I’m 35, Divorced, and Living with My Parents. Am I Doomed?

Kumusta Tita,

I’m a gay man, 35, originally from the UK. In 2013, I started dating an American guy who had to go back when his visa expired. We stayed in touch, and since he was my first real relationship, I didn’t want it to end.

We looked into the fiancé visa process, and a big part of me felt that if I didn’t try, I’d always wonder “what if?” So in 2014, at 24, I left England and moved to the U.S. We got married that December.

Fast forward to 2025: the marriage had been strained for a while, and neither of us was really happy. At the same time, my job in healthcare—where I’d worked for over seven years—went through layoffs that increased our workload. I became overwhelmed, burned out, started making mistakes, and was eventually fired. It was humiliating and devastating. For a while, it felt like that job was the only thing keeping me in America.

I found some part-time work at a bar. Things worsened between my husband and me, and I decided to return to England, calling it a “trial separation.” I moved in with my parents. The separation turned into divorce proceedings, which are now ongoing.

Now I don’t know what happens next. I had a life, a home, a job, a marriage. Even though the relationship had run its course, I was someone’s person. We’re still friends, but now I feel like I have nothing. I’m 35, divorced, and living with my parents.

I’ve tried dating apps like Grindr, Hinge, and Tinder. I’ve made a few connections, but no dates. I feel extremely lonely and want to find love, but I’m also hesitant to meet anyone before my divorce is finalised. Even then, I think I might need a year to stabilise.

Right now, I’m just taking things day by day. I hope for something better. I hope to find love again. But at the moment, it feels like I’m just getting by—and that has to be enough. Right?

Sincerely

London Calling


Hey London,

Falling in love with the first guy you meet and wanting to marry him? Can’t relate.

=====

Written task:
Return the advice column above word for word, from its headline through its last line. The listing after this point is separate material and has no connection to the advice column.

Supplied data:
=====

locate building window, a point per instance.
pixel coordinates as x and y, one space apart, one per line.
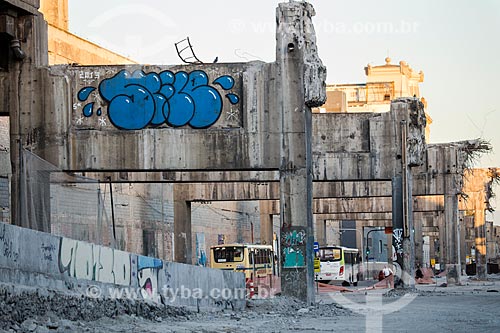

=====

Task answer:
I’m 35, Divorced, and Living with My Parents. Am I Doomed?

Kumusta Tita,

I’m a gay man, 35, originally from the UK. In 2013, I started dating an American guy who had to go back when his visa expired. We stayed in touch, and since he was my first real relationship, I didn’t want it to end.

We looked into the fiancé visa process, and a big part of me felt that if I didn’t try, I’d always wonder “what if?” So in 2014, at 24, I left England and moved to the U.S. We got married that December.

Fast forward to 2025: the marriage had been strained for a while, and neither of us was really happy. At the same time, my job in healthcare—where I’d worked for over seven years—went through layoffs that increased our workload. I became overwhelmed, burned out, started making mistakes, and was eventually fired. It was humiliating and devastating. For a while, it felt like that job was the only thing keeping me in America.

I found some part-time work at a bar. Things worsened between my husband and me, and I decided to return to England, calling it a “trial separation.” I moved in with my parents. The separation turned into divorce proceedings, which are now ongoing.

Now I don’t know what happens next. I had a life, a home, a job, a marriage. Even though the relationship had run its course, I was someone’s person. We’re still friends, but now I feel like I have nothing. I’m 35, divorced, and living with my parents.

I’ve tried dating apps like Grindr, Hinge, and Tinder. I’ve made a few connections, but no dates. I feel extremely lonely and want to find love, but I’m also hesitant to meet anyone before my divorce is finalised. Even then, I think I might need a year to stabilise.

Right now, I’m just taking things day by day. I hope for something better. I hope to find love again. But at the moment, it feels like I’m just getting by—and that has to be enough. Right?

Sincerely

London Calling


Hey London,

Falling in love with the first guy you meet and wanting to marry him? Can’t relate.